Source text ▸
It’s no surprise that all four leading actors earned Oscar nominations for their work (with Meryl Streep taking home the Screen Actors Guild award for her performance). They are all magnificent, as individually precise and collectively proficient as great actors playing great roles can possibly be. Meryl Streep, playing the old guard nun who hates ballpoint pens as emblematic of the changing times she deplores, holds the screen with a calculated vengeance. Philip Seymour Hoffman shows many facets of this mercurial character, never quite giving the game away, just as it should have been played. Amy Adams does sweet and innocent as well as any actor today while Viola Davis, with only two scenes, delivers a haunting portrayal that will take many by surprise.
The film’s 1.85:1 theatrical aspect ratio is delivered in 1080p using the AVC codec. It’s a solid encode with good sharpness though the finest object detail is occasionally a bit weaker than expected. The picture has been slightly desaturated of color to suggest the 1964 era nostalgically, and the transfer handles this with no problems. The film has been divided into 16 chapters.
The DTS-HD Master Audio 5.1 mix does have a few occasions to fire up all of the channels with a couple of raging thunderstorms that exploit the surrounds well and make adequate use of the subwoofer. Elsewhere, Howard Shore’s delicate score gets channeled to the rears nicely with a fine, open presence.
Director-writer John Patrick Shanley contributes a nostalgic audio commentary spending much of the track discussing his years in Catholic school which served as the inspiration for his story and the Bronx locations he grew up in and around and which were used in the movie wherever possible.
“From Stage to Screen” finds Shanley and actors Meryl Streep, Philip Seymour Hoffman, Amy Adams, and Viola Davis discussing the adaptation of the play from stage to screen and their involvement in the project after being cast. This makes a good companion piece to Shanley’s audio commentary though there is, of course, some overlap. It’s in 1080p and runs 19 minutes.

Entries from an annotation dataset
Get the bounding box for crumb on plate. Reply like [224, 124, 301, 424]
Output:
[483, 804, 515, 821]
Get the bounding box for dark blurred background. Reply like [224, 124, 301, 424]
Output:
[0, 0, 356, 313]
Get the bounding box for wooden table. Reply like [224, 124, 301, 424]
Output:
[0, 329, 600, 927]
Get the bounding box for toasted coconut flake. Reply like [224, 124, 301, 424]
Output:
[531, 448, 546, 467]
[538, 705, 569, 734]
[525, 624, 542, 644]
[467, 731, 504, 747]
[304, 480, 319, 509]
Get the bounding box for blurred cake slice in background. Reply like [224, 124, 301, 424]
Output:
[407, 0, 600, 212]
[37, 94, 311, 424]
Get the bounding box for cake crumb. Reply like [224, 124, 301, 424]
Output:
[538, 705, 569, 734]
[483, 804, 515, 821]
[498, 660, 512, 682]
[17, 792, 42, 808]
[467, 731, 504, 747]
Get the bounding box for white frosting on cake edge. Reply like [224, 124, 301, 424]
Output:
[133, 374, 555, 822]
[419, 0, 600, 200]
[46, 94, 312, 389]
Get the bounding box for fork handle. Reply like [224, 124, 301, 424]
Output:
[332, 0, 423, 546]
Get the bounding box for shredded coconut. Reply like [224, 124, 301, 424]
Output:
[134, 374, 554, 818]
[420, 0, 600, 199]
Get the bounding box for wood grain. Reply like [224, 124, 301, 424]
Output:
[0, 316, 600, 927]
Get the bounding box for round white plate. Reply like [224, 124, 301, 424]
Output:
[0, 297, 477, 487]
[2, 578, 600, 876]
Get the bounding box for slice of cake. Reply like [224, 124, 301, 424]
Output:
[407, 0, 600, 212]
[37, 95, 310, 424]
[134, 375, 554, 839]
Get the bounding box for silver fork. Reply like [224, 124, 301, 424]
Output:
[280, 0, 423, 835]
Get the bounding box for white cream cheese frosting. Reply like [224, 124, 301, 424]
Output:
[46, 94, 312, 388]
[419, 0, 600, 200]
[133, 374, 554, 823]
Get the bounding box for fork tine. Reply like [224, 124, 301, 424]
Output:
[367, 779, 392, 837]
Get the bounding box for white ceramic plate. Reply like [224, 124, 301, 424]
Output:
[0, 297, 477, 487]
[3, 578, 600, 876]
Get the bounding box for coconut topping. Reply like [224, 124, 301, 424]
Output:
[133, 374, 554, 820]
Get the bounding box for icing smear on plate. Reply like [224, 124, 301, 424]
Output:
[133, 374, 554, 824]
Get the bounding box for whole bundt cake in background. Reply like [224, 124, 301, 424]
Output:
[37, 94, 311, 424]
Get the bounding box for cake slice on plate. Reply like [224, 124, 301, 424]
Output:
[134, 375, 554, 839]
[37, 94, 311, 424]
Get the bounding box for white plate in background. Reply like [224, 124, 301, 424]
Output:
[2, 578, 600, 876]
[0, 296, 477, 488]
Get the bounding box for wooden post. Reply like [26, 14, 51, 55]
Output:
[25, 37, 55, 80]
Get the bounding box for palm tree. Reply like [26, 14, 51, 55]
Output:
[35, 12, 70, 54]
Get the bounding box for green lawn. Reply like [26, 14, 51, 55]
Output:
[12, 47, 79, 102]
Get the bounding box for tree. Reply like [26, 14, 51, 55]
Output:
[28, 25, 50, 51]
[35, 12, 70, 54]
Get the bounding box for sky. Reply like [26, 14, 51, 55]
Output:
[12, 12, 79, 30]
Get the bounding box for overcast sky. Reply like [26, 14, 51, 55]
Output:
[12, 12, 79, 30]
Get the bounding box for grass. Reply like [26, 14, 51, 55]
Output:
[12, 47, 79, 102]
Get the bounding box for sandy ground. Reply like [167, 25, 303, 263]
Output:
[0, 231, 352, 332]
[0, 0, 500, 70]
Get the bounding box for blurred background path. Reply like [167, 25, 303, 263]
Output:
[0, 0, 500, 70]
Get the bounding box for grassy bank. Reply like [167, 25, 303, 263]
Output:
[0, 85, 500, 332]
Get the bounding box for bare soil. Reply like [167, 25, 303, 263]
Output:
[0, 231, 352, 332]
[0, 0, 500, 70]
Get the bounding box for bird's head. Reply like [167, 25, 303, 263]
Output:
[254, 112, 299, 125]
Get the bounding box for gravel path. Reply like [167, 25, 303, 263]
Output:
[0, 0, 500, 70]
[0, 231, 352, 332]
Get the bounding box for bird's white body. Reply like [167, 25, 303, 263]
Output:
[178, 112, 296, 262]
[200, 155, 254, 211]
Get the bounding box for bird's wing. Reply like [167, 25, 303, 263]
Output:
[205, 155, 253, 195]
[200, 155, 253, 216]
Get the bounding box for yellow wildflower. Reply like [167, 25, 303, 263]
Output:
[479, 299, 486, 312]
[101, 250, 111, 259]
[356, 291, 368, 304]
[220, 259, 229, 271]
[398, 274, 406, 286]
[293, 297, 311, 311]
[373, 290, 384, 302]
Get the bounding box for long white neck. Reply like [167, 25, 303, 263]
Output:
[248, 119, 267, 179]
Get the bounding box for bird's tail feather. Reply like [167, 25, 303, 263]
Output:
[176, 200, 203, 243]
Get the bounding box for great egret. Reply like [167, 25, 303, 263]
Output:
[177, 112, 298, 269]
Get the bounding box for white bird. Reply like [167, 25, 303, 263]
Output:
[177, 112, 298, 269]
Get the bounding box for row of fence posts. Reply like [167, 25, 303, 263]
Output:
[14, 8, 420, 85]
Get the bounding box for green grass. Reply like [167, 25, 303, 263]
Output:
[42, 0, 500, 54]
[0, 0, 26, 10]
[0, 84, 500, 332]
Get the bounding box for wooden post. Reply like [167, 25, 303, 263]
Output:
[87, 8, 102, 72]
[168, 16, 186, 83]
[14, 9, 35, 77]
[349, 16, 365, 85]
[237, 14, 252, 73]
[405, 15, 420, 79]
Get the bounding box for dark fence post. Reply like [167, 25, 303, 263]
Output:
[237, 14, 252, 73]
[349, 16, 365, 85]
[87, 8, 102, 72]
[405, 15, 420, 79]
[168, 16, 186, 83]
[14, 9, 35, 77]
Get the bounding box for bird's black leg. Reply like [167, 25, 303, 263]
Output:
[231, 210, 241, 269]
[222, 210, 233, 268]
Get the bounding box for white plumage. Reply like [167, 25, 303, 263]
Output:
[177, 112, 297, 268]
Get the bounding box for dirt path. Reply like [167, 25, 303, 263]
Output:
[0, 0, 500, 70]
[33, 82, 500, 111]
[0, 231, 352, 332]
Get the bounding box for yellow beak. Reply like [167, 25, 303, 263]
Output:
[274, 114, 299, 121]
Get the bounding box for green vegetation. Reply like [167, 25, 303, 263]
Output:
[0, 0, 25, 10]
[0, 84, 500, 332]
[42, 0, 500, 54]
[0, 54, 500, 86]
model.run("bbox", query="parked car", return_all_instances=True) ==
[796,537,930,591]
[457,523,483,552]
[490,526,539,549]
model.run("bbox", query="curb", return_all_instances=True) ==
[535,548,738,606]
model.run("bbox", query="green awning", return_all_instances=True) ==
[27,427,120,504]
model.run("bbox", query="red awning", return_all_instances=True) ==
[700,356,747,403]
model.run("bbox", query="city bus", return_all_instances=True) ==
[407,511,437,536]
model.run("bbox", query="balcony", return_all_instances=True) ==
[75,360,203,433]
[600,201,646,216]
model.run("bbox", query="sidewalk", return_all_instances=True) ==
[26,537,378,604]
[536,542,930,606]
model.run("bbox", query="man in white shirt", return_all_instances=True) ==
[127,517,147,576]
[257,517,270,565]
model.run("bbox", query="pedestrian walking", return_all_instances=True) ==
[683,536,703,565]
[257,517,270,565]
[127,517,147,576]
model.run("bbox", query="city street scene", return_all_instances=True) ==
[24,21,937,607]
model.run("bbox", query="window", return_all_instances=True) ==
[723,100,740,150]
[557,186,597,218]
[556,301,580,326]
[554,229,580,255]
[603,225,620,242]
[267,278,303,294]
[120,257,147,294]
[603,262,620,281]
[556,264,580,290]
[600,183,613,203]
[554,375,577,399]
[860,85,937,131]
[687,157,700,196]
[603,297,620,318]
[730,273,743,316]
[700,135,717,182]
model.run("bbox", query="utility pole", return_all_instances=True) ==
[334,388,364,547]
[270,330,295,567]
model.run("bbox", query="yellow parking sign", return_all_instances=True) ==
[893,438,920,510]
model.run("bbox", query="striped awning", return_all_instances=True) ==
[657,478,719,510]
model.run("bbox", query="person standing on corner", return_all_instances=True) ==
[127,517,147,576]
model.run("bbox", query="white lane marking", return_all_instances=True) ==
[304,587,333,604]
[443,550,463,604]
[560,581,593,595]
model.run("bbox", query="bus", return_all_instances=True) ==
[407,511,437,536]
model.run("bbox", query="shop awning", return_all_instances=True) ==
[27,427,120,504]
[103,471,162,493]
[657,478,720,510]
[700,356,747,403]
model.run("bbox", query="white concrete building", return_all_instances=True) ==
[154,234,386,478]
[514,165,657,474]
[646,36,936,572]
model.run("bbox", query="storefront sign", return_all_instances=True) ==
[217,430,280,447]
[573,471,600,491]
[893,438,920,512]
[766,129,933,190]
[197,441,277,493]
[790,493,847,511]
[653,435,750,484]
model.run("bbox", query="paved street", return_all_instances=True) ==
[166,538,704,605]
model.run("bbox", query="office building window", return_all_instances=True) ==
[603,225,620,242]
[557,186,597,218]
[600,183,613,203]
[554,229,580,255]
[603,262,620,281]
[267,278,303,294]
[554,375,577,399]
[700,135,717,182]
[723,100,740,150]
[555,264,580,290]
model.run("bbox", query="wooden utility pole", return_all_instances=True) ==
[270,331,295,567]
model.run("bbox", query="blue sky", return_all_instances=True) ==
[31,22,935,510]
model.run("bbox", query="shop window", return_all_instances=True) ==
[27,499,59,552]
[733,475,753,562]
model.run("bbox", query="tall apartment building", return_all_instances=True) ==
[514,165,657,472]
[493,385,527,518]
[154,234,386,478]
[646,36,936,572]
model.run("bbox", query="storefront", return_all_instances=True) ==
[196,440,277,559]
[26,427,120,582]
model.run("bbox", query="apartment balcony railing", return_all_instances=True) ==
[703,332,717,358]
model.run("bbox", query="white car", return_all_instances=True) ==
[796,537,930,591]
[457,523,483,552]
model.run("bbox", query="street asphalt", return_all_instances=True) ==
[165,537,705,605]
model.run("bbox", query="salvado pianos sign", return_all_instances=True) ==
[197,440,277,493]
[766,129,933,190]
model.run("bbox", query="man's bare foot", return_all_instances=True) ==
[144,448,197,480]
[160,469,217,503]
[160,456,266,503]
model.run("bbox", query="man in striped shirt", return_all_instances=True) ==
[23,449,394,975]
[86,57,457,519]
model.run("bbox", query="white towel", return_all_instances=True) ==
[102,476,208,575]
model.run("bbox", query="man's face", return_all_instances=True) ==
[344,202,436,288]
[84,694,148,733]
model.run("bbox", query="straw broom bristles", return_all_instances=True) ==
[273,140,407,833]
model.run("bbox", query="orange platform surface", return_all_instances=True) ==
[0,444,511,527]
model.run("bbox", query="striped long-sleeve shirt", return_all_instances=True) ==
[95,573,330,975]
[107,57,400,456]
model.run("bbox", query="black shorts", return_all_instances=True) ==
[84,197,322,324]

What this exercise asks ▸
a: Transcribe the stretch of the film review from "Director-writer John Patrick" through "movie wherever possible.".
b: Please go on with the film review from the point where it stops.
The listing has nothing to do with what comes next.

Response list ▸
a:
Director-writer John Patrick Shanley contributes a nostalgic audio commentary spending much of the track discussing his years in Catholic school which served as the inspiration for his story and the Bronx locations he grew up in and around and which were used in the movie wherever possible.

b:
“The Cast of Doubt” is a 13 ¾-minute roundtable discussion with the four principal actors and moderated by host Dave Karger. The meaning of the play for each of them and their feelings about their working relationships are covered. It’s presented in 1080i.
“Scoring Doubt” is a too-brief 4 ½-minute conversation with composer Howard Shore explaining the tones and textures he was going for in writing the music for the movie. It’s in 1080p.
“The Sisters of Charity” is an interesting piece interviewing four actual nuns of the Order featured in the movie including Sister Margaret McEntee who served as the model for Amy Adams’ Sister James. The sisters discuss the changes that have happened in their religious lives during their lengthy periods spent as Sisters of Charity. This 1080p featurette runs 6 ½ minutes.
The disc offers 1080p previews of Lost and The Proposal. The theatrical trailer for Doubt is not included.
Doubt is unquestionably one of the best films of 2008, a thinking man’s drama about the nature of preconceptions and the damage such rigidity can cause. This one comes highly recommended!